BEGIN DATA PROVIDED
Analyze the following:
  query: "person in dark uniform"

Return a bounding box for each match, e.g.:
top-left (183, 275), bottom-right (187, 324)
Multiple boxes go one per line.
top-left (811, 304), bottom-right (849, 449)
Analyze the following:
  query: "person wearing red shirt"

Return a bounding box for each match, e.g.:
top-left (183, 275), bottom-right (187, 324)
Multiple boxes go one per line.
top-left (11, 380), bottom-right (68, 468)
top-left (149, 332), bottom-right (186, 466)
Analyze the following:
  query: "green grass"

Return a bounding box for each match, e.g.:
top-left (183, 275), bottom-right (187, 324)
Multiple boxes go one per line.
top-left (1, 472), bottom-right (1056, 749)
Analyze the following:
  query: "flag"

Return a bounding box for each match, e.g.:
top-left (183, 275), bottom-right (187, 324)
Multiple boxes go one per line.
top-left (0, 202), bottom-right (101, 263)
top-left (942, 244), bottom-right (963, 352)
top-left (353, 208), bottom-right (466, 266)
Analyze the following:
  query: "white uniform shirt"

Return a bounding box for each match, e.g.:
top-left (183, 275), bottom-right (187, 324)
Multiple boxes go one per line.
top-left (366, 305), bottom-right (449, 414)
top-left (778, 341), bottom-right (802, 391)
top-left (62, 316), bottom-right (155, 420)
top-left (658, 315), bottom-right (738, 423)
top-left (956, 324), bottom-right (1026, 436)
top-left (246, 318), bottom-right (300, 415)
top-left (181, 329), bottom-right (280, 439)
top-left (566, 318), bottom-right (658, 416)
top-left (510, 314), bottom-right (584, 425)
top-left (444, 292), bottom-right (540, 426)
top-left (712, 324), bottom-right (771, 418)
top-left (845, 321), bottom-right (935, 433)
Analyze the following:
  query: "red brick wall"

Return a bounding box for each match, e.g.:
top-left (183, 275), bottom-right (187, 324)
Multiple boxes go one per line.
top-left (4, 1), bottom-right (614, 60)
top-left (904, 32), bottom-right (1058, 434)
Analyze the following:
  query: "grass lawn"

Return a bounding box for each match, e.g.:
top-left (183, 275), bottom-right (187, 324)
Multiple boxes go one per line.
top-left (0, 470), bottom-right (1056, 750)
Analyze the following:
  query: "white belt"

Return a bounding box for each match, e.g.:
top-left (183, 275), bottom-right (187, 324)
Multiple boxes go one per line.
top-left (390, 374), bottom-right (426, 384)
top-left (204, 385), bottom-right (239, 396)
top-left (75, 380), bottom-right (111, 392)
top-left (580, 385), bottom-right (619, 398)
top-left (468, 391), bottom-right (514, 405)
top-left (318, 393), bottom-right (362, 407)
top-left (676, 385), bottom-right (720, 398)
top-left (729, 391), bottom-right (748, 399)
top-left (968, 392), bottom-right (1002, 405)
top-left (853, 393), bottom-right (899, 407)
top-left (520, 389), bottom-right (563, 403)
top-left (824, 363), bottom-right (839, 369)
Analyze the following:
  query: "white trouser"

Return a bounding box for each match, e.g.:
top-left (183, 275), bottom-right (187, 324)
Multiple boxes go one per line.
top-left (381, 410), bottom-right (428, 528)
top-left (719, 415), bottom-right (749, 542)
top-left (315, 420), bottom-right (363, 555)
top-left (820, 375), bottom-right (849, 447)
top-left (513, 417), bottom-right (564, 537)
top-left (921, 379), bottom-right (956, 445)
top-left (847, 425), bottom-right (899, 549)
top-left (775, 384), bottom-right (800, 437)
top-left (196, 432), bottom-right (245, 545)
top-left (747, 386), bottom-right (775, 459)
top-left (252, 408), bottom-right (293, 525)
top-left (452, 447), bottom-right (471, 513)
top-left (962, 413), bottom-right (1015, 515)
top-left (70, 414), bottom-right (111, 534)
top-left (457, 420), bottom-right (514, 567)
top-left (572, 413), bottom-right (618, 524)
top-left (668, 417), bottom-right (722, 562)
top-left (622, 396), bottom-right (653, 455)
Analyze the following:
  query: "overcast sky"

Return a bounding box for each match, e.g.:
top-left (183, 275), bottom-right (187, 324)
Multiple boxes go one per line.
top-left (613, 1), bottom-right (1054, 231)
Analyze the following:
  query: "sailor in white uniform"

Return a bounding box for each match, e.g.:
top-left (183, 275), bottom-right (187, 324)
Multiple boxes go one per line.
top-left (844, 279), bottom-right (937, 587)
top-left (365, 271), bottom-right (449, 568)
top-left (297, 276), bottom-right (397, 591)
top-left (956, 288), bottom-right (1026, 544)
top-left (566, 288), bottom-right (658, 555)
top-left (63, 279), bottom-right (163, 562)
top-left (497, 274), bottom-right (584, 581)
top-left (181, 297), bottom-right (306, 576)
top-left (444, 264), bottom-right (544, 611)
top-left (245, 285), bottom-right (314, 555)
END DATA PROVIDED
TASK REQUIREMENTS: Output an identical copy of every record above.

THE ANSWER:
Analyze the following:
  query: "person in dark uniform"

Return a bounding box for each match, e.g.:
top-left (183, 275), bottom-right (187, 324)
Multiple boxes go one per line.
top-left (811, 304), bottom-right (849, 449)
Analyze the following:
  query: "person wearing red shirt"

Return a bounding box for each match, e.g.:
top-left (183, 275), bottom-right (187, 324)
Multiple boxes go one per line.
top-left (11, 380), bottom-right (68, 468)
top-left (149, 332), bottom-right (186, 466)
Analyze the following:
  query: "green grass"

Return a bounding box for each match, e.g.:
top-left (183, 275), bottom-right (187, 324)
Multiple boxes go one per line.
top-left (1, 472), bottom-right (1056, 749)
Analyze the following:
  query: "flag"

Return a bounding box for each match, e.g.:
top-left (183, 275), bottom-right (187, 324)
Multiple boxes go one per line.
top-left (0, 202), bottom-right (101, 263)
top-left (942, 244), bottom-right (963, 352)
top-left (353, 208), bottom-right (466, 266)
Analyze the following:
  query: "white uniform shirt"

Return a bounding box for each match, e.g.:
top-left (183, 275), bottom-right (187, 324)
Multiple boxes go one per line.
top-left (366, 305), bottom-right (449, 414)
top-left (778, 341), bottom-right (802, 391)
top-left (62, 316), bottom-right (155, 420)
top-left (658, 315), bottom-right (738, 423)
top-left (956, 324), bottom-right (1026, 436)
top-left (246, 318), bottom-right (300, 415)
top-left (181, 329), bottom-right (280, 439)
top-left (566, 318), bottom-right (658, 416)
top-left (510, 314), bottom-right (584, 425)
top-left (444, 292), bottom-right (540, 426)
top-left (712, 324), bottom-right (771, 418)
top-left (845, 321), bottom-right (935, 433)
Analyze the following:
  query: "red brick wall"

Return a bounding box for each match, e.g.:
top-left (183, 275), bottom-right (187, 324)
Multiple boxes go one per line.
top-left (4, 1), bottom-right (614, 60)
top-left (904, 32), bottom-right (1058, 434)
Analyze the following:
  query: "grass lawn"

Return a bounding box for each match, e.g.:
top-left (183, 275), bottom-right (187, 324)
Multiple boxes go one per line.
top-left (0, 470), bottom-right (1056, 750)
Analyze the following:
  query: "white belt"

Return a bounding box for each match, e.g.:
top-left (183, 275), bottom-right (187, 324)
Multiple boxes go one per line.
top-left (390, 374), bottom-right (426, 384)
top-left (204, 385), bottom-right (239, 396)
top-left (75, 380), bottom-right (111, 392)
top-left (580, 385), bottom-right (619, 398)
top-left (468, 391), bottom-right (514, 405)
top-left (318, 393), bottom-right (362, 407)
top-left (676, 385), bottom-right (720, 398)
top-left (729, 391), bottom-right (748, 399)
top-left (968, 392), bottom-right (1002, 405)
top-left (853, 393), bottom-right (899, 407)
top-left (520, 389), bottom-right (563, 403)
top-left (824, 363), bottom-right (839, 369)
Analyze the following:
  query: "white trouser"

Return a bounding box for each match, e.g.:
top-left (183, 275), bottom-right (187, 324)
Multiple boxes go one per line.
top-left (381, 410), bottom-right (428, 528)
top-left (719, 415), bottom-right (749, 542)
top-left (315, 420), bottom-right (363, 555)
top-left (820, 375), bottom-right (849, 447)
top-left (513, 417), bottom-right (564, 537)
top-left (921, 379), bottom-right (956, 445)
top-left (847, 425), bottom-right (899, 549)
top-left (775, 384), bottom-right (800, 437)
top-left (196, 432), bottom-right (245, 545)
top-left (747, 386), bottom-right (775, 459)
top-left (252, 408), bottom-right (293, 525)
top-left (452, 447), bottom-right (471, 513)
top-left (962, 413), bottom-right (1015, 515)
top-left (70, 414), bottom-right (111, 534)
top-left (457, 420), bottom-right (514, 567)
top-left (572, 413), bottom-right (618, 524)
top-left (668, 417), bottom-right (722, 562)
top-left (622, 396), bottom-right (653, 455)
Analyze the following:
  query: "overcast sky"

Return a bounding box for each match, e.g.:
top-left (183, 275), bottom-right (187, 324)
Multiple boxes go one per line.
top-left (613, 1), bottom-right (1054, 231)
Analyze the following:
  query: "sailor in white uniform"

Return a bounding box for each match, e.g.:
top-left (183, 275), bottom-right (187, 324)
Multiple boxes go one per line.
top-left (844, 279), bottom-right (937, 587)
top-left (365, 271), bottom-right (449, 568)
top-left (297, 276), bottom-right (397, 591)
top-left (956, 288), bottom-right (1026, 544)
top-left (566, 288), bottom-right (658, 555)
top-left (63, 279), bottom-right (163, 562)
top-left (497, 274), bottom-right (584, 581)
top-left (181, 297), bottom-right (306, 576)
top-left (444, 264), bottom-right (544, 611)
top-left (245, 285), bottom-right (314, 555)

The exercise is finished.